_Task set_
1) According to the ML-1 article, about how much did the complete system weigh?
2) Rewrite the part of the ML-1 article that opens with the words containing "Design Challenges" and closes with "term, reliable operation.", renaming "working fluid" as "operating medium".

February 1, 2019 By Rod Adams 11 Comments

This is a modest update of an article first published in November 1996. DOD’s recent issuance of an RFI for mobile, modest power output atomic power systems shows that the challenges that were clearly described in 1963 have not been addressed – yet. Now is a good time to start addressing them.

The ML-1 experimental reactor was unique. It was not a pressurized water reactor with a steam energy conversion system. Instead, ML-1 was the first nitrogen cooled, water moderated reactor with a nitrogen turbine energy conversion system. Its major design criteria was compactness.

The below video begins with a brief, illustrated explanation of the problems ML-1 was designed to address and alleviate. It makes a persuasive case that will inevitably beg the question – why was this nascent program halted so early in its development.

ML-1 could be packed into four transport packages – a trailer carrying two connected skids for the reactor and the complete heat conversion system, a shipping box for the control room, and two others for cabling, auxiliary gas storage and handling equipment and miscellaneous tools and critical supplies.

The two major containers weighed 15 tons each while the four additional containers each weighed between three and four tons. The complete system weight was about 38 tons. The systems were designed to fit into any of the Army’s transport systems including C-130 aircraft, standard Army trucks, and rail.

In order to reduce the weight of shielding needing transport, the reactor was designed to be installed with a human exclusion boundary of 500 feet.

Design Challenges

In order to minimize the engine volume and mass, the decision was made to operate the engine with nitrogen pressurized to approximately 9 bar – 9 times normal atmospheric pressure – at the compressor inlet. This decision, though it helped reduce the size of the heat exchangers and turbomachinery somewhat, made the design uniquely difficult.

Essentially every other gas turbine ever built has operated with air at atmospheric pressure as the working fluid. The designers of ML-1 had the difficult challenge of making the machine perform as desired with a high density working fluid. This requires the reduction of critical machine clearances and makes accurate balancing far more critical for long term, reliable operation.

A second design decision that made the engine construction more challenging than required was the decision to add a recuperator to the system. Though recuperators have proven that they can improve gas turbine efficiency by several percent in stationary applications, they are not normally used in mobile engines because the additional heat exchanger adds more weight and space than it is worth.

_Dataset excerpts_
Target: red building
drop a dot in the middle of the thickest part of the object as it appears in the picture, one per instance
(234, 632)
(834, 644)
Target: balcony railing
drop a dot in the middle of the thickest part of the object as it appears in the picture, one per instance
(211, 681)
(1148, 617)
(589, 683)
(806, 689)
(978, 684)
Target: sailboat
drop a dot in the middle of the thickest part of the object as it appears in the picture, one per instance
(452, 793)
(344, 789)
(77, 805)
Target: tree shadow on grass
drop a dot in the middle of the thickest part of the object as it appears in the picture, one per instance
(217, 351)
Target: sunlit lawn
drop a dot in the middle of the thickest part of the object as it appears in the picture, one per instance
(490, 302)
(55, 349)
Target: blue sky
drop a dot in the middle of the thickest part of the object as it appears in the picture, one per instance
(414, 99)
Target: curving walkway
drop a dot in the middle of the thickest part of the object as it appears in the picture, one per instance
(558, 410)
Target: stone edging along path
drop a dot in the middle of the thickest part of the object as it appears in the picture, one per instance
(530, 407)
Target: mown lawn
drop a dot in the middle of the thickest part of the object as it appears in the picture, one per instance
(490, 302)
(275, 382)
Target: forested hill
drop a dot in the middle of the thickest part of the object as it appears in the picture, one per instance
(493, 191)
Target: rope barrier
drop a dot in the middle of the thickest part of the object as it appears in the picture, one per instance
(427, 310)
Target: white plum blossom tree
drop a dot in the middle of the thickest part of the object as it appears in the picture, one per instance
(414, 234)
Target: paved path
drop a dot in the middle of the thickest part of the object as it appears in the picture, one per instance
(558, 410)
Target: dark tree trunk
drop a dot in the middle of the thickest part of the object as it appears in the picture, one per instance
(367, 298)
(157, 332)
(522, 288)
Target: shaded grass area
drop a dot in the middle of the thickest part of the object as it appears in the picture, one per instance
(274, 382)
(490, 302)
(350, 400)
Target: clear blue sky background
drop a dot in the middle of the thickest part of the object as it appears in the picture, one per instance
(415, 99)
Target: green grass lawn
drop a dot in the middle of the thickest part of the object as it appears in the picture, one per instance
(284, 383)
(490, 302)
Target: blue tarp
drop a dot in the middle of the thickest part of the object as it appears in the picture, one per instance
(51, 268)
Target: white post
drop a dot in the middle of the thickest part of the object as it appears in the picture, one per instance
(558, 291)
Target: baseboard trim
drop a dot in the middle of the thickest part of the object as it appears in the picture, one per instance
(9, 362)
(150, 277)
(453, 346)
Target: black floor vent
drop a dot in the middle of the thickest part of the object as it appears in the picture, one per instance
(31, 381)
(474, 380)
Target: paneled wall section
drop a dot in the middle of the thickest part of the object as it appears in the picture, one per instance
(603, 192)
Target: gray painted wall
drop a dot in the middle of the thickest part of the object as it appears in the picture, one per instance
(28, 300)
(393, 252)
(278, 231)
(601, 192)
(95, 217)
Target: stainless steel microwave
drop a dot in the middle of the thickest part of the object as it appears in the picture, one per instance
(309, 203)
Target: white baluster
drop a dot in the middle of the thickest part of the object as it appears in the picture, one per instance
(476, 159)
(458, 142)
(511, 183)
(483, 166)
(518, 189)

_Responses by task_
1) About 38 tons.

2)
Design Challenges

In order to minimize the engine volume and mass, the decision was made to operate the engine with nitrogen pressurized to approximately 9 bar – 9 times normal atmospheric pressure – at the compressor inlet. This decision, though it helped reduce the size of the heat exchangers and turbomachinery somewhat, made the design uniquely difficult.

Essentially every other gas turbine ever built has operated with air at atmospheric pressure as the operating medium. The designers of ML-1 had the difficult challenge of making the machine perform as desired with a high density operating medium. This requires the reduction of critical machine clearances and makes accurate balancing far more critical for long term, reliable operation.